■ **Task item**:
Filter the data below for the string "Where" and copy each matching line.

■ **Source material**:
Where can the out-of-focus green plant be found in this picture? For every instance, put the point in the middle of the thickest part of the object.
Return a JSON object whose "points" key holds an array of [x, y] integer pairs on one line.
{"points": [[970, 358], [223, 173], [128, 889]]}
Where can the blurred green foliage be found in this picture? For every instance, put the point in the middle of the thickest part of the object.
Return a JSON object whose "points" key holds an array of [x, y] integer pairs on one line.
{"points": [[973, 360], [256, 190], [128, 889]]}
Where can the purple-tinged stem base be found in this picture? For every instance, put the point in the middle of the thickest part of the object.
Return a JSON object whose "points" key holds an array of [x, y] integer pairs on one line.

■ **Reply to the exercise**:
Where can the out-of-focus green plant be found in this picture? For every instance, put the point in the middle of the thickest part of the object.
Where can the blurred green foliage be found in this picture? For every instance, put the point in the middle of the thickest part of the object.
Where can the purple-tinged stem base be found in this picture? For every instance, put the point in the middle of the thickest part of the object.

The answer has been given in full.